Stated exercise: Retype each of the following entries word for word, keeping every line and character unchanged.

Records to process:
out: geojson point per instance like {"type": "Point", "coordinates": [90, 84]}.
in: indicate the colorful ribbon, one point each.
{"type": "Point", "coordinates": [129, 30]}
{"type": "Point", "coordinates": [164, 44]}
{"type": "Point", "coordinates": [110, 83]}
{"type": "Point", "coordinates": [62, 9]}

Written solution:
out: geojson point per instance like {"type": "Point", "coordinates": [90, 84]}.
in: indicate the colorful ribbon, one point each.
{"type": "Point", "coordinates": [129, 30]}
{"type": "Point", "coordinates": [164, 44]}
{"type": "Point", "coordinates": [110, 83]}
{"type": "Point", "coordinates": [62, 9]}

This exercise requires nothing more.